Given text:
####################

[PATCH] D73763: [DSE] Lift post-dominance restriction.

Tue Mar 31 15:27:33 PDT 2020

fhahn added a comment.

In D73763#1951432 <https://reviews.llvm.org/D73763#1951432>, @george.burgess.iv wrote:

> Thanks for working on this!
>
> +1 to the general idea of "adding a read-everything intrinsic doesn't smell great," and a further +1 for containing it to only this pass if we do end up needing it.

Regarding the intrinsic, I am not sure if it is really needed, I guess it would be enough to check if we reached the end of our walk for each path. I'll try that tomorrow.

> This is the first time I'm glancing at this pass, so I'm going to err a bit on the side of overcommunication in hopes of making misunderstandings on my side more obvious. :)

Thank you very much for taking a look!

####################

Material to process:
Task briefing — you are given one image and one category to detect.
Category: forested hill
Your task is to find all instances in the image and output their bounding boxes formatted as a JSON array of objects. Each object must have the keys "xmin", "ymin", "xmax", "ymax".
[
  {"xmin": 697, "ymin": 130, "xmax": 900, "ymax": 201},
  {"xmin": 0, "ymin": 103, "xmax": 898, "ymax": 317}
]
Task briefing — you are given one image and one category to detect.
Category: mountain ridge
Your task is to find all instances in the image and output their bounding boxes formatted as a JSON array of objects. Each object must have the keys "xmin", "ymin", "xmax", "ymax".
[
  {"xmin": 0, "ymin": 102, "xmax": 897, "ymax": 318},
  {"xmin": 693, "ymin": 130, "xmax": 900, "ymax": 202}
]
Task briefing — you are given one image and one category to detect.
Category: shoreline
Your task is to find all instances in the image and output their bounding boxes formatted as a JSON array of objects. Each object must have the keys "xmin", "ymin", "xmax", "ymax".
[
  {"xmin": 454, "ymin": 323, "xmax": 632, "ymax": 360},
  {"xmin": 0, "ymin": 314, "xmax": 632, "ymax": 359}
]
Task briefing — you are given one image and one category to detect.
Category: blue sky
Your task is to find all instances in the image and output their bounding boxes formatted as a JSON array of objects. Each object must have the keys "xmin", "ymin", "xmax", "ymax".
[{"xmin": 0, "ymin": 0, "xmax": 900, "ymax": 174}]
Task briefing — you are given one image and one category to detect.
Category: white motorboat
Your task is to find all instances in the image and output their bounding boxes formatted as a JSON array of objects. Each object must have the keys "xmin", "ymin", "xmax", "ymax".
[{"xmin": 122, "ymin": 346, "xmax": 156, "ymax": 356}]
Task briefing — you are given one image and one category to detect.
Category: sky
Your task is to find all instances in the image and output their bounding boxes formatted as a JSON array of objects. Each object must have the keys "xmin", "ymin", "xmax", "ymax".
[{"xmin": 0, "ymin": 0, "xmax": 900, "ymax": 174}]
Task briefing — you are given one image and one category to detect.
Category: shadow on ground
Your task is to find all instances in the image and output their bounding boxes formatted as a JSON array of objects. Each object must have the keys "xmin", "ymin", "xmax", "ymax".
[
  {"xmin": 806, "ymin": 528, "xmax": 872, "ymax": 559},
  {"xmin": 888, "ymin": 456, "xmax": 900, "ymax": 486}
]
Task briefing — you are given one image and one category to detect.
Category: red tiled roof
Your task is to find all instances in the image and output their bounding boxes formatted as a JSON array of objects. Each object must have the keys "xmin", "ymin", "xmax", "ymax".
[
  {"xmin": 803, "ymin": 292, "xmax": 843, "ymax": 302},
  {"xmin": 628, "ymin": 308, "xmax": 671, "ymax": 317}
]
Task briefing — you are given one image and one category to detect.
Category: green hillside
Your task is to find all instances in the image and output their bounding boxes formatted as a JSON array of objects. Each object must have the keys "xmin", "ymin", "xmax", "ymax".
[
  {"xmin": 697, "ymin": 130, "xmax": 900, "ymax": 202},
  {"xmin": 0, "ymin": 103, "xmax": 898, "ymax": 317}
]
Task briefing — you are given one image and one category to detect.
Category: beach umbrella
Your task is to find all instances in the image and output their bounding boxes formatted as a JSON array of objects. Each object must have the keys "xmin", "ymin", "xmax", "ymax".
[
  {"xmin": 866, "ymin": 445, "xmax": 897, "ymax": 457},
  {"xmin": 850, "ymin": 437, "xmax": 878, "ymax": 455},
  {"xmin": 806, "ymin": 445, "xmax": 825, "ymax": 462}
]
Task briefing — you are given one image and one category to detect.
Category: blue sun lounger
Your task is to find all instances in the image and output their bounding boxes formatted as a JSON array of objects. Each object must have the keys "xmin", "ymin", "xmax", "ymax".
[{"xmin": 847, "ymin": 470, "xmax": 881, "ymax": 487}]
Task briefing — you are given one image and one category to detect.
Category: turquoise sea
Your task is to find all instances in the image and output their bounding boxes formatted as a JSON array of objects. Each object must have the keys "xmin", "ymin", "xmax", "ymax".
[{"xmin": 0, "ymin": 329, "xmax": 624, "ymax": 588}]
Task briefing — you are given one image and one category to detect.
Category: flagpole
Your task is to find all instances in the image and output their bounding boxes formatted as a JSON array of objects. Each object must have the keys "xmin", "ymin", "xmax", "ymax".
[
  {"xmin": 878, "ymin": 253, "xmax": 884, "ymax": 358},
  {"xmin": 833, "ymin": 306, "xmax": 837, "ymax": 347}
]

####################

Tasks to complete:
A) In the patch discussion, what does fhahn suggest might be enough instead of the intrinsic?
B) Find every line in the rows that contains the word "blue".

Correct answers:
A) Checking whether the end of the walk was reached for each path.

B)
Category: blue sky
Category: blue sun lounger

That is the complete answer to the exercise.